_Exercise goal:_
In the entries below, find every line holding the string "panel" and collect it.

_Source information:_
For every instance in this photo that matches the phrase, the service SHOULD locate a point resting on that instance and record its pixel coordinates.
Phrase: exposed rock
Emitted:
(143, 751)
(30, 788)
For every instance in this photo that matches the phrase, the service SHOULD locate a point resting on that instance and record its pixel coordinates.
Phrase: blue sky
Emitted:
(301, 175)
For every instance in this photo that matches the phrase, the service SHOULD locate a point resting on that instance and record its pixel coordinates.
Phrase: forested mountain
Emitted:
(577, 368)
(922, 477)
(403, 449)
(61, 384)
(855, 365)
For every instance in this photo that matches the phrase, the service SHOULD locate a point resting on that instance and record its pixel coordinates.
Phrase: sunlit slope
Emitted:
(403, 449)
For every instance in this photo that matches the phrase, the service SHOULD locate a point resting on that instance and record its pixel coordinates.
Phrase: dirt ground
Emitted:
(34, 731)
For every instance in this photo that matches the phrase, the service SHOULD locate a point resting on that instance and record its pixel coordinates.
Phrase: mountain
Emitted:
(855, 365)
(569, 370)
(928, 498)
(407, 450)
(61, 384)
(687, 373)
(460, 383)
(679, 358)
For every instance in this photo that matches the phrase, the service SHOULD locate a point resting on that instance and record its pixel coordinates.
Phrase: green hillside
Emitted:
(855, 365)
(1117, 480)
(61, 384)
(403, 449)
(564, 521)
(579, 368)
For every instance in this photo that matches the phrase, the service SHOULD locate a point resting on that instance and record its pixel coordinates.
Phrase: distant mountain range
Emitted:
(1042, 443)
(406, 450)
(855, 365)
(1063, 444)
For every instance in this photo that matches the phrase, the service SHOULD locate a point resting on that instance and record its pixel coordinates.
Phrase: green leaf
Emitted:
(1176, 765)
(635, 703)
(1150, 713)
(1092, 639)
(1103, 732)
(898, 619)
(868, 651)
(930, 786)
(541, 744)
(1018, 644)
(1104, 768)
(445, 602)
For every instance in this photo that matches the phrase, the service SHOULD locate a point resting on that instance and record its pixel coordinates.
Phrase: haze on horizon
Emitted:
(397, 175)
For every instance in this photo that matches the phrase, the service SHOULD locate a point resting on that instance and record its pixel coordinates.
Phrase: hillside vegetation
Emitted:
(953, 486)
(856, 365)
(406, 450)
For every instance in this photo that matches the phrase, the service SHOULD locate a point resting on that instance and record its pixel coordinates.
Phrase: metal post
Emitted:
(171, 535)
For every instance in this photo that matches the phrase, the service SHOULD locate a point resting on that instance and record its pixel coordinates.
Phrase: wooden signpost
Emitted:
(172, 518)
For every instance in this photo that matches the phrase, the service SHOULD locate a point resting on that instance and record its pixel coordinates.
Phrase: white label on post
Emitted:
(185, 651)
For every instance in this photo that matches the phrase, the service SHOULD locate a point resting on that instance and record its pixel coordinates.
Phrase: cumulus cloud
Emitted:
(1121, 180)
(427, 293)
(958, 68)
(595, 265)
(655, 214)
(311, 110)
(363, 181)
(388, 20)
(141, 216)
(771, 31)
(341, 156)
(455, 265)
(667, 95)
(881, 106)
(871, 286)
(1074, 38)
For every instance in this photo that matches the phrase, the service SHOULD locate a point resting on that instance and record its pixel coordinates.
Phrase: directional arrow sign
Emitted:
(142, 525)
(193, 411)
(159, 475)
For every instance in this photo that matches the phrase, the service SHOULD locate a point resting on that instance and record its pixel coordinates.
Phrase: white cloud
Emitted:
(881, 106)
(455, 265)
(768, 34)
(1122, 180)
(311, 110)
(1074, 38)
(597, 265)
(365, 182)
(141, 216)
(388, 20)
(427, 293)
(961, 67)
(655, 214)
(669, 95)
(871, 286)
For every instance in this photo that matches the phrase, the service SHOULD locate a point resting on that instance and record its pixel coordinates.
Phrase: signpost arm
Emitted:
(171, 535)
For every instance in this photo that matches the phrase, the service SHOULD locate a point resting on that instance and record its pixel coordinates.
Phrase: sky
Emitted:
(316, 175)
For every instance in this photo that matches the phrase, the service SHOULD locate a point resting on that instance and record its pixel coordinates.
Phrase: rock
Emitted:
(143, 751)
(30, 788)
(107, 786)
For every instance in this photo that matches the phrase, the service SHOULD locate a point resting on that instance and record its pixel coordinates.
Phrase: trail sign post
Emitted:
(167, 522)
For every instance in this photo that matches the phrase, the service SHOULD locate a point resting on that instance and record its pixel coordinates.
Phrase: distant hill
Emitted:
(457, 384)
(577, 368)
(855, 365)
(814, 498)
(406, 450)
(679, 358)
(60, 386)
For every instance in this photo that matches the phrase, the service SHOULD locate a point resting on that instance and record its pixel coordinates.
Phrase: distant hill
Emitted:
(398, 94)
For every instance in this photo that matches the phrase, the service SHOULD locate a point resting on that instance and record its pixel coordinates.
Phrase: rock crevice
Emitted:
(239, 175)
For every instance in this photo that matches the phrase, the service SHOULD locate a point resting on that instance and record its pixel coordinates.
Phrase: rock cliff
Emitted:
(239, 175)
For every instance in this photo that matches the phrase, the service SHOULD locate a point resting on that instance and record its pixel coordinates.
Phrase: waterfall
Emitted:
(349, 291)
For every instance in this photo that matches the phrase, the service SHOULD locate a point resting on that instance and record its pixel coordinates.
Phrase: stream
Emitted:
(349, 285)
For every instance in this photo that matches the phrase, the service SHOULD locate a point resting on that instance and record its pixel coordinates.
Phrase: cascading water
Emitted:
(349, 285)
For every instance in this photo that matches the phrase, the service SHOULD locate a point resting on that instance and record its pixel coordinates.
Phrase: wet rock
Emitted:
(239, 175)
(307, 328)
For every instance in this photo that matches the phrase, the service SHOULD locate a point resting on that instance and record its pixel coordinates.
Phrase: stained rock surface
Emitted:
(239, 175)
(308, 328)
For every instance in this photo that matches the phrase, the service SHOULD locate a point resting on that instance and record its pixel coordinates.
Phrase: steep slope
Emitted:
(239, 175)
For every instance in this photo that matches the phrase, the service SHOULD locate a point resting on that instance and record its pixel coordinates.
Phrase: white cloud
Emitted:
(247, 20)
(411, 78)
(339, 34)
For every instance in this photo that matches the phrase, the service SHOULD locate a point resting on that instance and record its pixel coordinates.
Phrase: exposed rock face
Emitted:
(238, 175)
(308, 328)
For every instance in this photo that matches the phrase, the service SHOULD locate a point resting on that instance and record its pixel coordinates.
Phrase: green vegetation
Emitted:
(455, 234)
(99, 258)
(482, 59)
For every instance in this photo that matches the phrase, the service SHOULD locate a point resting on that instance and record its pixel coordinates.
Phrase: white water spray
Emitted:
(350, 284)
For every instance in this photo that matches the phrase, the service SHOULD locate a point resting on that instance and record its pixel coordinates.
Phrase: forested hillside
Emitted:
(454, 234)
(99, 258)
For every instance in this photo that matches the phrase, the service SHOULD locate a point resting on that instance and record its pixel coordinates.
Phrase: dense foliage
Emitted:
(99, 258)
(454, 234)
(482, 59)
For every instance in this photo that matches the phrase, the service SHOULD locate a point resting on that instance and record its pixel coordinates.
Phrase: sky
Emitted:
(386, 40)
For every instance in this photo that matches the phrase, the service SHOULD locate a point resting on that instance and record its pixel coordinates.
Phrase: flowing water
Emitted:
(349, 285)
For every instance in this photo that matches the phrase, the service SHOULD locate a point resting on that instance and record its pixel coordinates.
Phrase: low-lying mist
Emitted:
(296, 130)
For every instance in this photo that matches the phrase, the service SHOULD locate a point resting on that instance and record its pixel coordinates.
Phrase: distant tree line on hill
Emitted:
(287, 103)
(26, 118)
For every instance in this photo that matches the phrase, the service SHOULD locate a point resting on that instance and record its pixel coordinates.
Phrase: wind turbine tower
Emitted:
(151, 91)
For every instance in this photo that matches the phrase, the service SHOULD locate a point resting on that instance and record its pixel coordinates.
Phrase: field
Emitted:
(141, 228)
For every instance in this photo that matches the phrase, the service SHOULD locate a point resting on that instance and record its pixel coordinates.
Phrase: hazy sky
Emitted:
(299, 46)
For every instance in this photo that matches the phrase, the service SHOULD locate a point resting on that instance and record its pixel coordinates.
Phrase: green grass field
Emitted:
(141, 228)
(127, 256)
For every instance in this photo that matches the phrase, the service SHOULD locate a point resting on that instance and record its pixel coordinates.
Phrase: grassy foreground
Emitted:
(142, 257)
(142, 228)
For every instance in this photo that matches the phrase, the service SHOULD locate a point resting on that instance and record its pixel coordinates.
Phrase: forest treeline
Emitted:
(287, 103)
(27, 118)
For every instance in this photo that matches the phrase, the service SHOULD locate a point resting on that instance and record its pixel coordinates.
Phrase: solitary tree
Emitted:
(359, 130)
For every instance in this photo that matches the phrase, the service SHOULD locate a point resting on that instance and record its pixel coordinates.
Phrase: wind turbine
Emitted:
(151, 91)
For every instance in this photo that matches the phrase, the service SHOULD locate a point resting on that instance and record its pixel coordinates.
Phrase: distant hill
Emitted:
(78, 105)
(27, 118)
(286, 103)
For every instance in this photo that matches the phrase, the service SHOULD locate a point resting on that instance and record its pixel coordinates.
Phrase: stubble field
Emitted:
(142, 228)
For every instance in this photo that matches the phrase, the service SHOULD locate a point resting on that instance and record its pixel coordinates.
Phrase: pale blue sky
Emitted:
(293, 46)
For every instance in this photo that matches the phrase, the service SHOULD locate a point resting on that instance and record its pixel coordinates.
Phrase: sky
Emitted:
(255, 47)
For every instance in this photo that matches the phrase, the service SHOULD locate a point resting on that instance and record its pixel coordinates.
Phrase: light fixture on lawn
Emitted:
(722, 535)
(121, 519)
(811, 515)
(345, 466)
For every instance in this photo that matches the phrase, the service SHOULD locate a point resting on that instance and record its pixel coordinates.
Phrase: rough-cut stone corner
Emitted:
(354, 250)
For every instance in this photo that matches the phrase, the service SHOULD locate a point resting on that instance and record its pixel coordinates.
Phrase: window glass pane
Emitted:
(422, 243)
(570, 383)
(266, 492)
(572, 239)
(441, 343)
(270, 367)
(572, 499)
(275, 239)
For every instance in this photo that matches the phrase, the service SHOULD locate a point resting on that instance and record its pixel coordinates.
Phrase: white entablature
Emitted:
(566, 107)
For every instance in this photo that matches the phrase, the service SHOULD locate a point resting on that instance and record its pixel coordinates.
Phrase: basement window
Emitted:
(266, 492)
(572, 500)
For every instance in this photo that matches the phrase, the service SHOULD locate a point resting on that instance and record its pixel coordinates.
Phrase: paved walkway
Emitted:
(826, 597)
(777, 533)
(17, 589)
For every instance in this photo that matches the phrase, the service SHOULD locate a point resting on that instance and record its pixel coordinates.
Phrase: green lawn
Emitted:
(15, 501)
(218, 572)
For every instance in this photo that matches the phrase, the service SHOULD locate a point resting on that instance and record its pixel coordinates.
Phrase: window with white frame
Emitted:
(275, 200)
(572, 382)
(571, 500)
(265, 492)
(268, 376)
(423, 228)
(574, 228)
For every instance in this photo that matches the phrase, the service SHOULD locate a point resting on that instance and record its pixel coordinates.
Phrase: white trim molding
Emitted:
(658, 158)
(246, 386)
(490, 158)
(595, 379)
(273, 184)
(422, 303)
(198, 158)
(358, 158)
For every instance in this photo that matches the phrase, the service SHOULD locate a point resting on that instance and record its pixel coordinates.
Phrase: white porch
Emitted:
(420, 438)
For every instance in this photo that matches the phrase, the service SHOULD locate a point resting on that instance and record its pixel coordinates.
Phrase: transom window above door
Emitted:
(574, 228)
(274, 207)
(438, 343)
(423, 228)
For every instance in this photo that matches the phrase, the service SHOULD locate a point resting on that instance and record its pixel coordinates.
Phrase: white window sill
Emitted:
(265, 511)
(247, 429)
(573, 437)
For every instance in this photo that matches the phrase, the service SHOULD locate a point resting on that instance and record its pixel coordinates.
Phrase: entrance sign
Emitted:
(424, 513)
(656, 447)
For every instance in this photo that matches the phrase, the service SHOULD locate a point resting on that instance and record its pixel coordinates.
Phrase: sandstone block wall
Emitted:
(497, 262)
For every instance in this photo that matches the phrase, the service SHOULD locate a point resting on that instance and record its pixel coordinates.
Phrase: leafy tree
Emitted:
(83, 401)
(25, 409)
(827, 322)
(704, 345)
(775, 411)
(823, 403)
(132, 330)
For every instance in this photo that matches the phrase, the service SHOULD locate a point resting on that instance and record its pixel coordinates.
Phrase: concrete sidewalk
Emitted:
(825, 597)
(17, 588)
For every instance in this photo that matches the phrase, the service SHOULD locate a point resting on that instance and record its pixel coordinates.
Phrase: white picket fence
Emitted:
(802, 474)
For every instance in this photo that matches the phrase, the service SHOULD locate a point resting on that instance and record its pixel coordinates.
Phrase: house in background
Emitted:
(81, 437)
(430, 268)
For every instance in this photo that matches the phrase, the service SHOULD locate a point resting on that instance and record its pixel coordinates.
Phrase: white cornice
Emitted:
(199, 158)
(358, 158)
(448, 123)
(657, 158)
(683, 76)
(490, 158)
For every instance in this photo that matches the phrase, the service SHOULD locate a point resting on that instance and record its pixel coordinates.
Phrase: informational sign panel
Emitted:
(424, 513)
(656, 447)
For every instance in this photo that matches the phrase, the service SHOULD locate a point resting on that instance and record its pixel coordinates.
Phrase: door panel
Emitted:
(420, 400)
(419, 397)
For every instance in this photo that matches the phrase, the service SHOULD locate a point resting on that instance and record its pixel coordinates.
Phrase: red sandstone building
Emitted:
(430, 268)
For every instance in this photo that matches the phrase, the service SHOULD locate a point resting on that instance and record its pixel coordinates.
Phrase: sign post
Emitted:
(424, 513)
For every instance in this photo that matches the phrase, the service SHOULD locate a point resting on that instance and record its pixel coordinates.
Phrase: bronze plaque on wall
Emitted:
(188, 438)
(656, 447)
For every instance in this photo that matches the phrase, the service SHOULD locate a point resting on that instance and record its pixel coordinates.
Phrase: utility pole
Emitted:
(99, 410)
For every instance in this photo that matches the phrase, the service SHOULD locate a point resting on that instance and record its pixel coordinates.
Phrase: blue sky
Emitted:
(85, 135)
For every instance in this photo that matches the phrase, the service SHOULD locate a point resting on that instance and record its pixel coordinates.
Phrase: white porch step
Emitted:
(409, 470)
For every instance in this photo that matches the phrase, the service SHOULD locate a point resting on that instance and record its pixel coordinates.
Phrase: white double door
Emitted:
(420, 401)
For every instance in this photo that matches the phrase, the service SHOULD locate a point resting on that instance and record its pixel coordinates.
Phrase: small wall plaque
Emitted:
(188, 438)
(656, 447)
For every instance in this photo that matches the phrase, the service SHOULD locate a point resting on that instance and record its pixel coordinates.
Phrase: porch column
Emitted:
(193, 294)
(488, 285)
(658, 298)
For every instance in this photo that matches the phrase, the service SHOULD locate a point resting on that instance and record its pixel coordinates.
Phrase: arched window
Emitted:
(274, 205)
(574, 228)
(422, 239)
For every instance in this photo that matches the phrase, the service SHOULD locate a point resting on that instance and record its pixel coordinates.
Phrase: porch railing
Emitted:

_Response area:_
Phrase: informational sign panel
Phrase: door panel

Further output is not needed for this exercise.